**PROMPT**
Answer these questions about the halo notebook excerpt:
1. What value is assigned to the Hubble parameter h?
2. Which CSV file is read to get the halo information?
3. Which halo's main branch is printed at the end?

Below, we import a few scripts with some useful functions from `helpers`, define the Hubble parameter `h`, and set up our file paths.

In [None]:
from helpers.SimulationAnalysis import SimulationAnalysis, readHlist, a2z
import numpy as np
import pandas as pd
import matplotlib.pyplot as plt

import os

h = 0.7  # note: don't use the variable name h anywhere else!

#######
# TODO: update this path to point the location that you have the data downloaded to
######

MAIN_ZOOMIN_DIR = '/path/to/where/your/directory/of/mwest/halos/is/downloaded'  # TODO: fill this in


In [None]:
# get halo information
halo_info_df = pd.read_csv('mwest_halo_info.csv')

halo_names = list(halo_info_df['halo_name'])
host_analysis_timestep_str_arr = list(halo_info_df['snapshot_to_analyze'])  # z \approx 0 as described in Buch et al 2024 
host_tree_root_id_arr = list(halo_info_df['host_tree_root_id'])  # treerootid of GSE
lmc_tree_root_id_arr = list(halo_info_df['lmc_tree_root_id'])  # treerootid of LMC
gse_disrupt_id_arr = list(halo_info_df['gse_disrupt_id'])  # disruption timestep of GSE

mwest_host_treerootids = {key : val for (key,val) in zip(halo_names, host_tree_root_id_arr)}
mwest_lmc_treerootids = {key : val for (key,val) in zip(halo_names, lmc_tree_root_id_arr)}
mwest_gse_disrupt_ids = {key : val for (key,val) in zip(halo_names, gse_disrupt_id_arr)}
mwest_analysis_timesteps_str = {key : val for (key,val) in zip(halo_names, host_analysis_timestep_str_arr)}


## Step 2: Loading data

### Main branches

Let's go ahead and load the main branches of our halos (and their LMCs). The main branches trace each of the Milky Way-est halos back in time, for each timestep the halo exists, and the halo catalogs contain information about each halo at each of these timesteps. You can use this information in any analysis you want to do.

In [None]:
# note: this cell will take a few minutes to run!

mwest_host_mbs = {}  # dictionary where the key will be halo name and the value will be its main branch
mwest_lmc_mbs = {}

for this_zoomin in halo_names:
    
    zoomin_dir = os.path.join(MAIN_ZOOMIN_DIR, this_zoomin)

    hlist_dir = os.path.join(zoomin_dir, 'hlists/')
    trees_dir = os.path.join(zoomin_dir, 'trees/')
    
    resim = SimulationAnalysis(hlist_dir, trees_dir)
    mwest_host_mbs[this_zoomin] = resim.load_main_branch(mwest_host_treerootids[this_zoomin])
    mwest_lmc_mbs[this_zoomin] = resim.load_main_branch(mwest_lmc_treerootids[this_zoomin])

print(mwest_host_mbs['Halo004'].dtype.names)
print(mwest_host_mbs['Halo004'])

**DATASET**

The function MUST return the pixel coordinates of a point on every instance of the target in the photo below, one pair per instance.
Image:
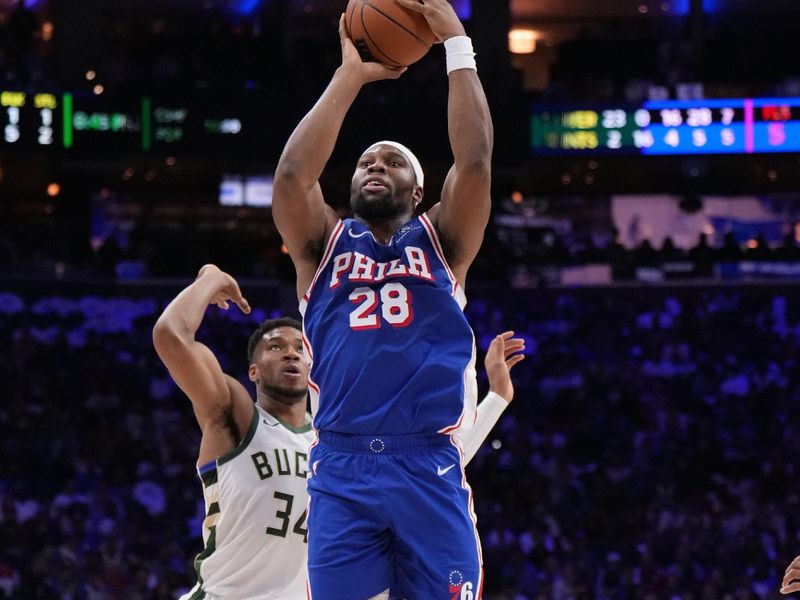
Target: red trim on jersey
* * *
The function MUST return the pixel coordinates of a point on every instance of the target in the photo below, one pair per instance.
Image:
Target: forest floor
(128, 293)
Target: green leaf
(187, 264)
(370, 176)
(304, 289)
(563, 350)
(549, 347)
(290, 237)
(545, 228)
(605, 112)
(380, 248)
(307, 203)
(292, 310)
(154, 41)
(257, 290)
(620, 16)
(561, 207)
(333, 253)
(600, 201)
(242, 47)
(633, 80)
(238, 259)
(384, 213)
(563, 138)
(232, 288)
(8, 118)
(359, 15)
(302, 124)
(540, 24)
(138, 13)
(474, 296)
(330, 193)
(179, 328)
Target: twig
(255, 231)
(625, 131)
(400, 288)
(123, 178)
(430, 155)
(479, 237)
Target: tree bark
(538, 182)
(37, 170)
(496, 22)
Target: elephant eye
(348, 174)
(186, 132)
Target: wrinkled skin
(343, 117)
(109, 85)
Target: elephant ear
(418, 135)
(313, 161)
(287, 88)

**RESPONSE FOR THIS EXERCISE**
1. 0.7
2. mwest_halo_info.csv
3. Halo004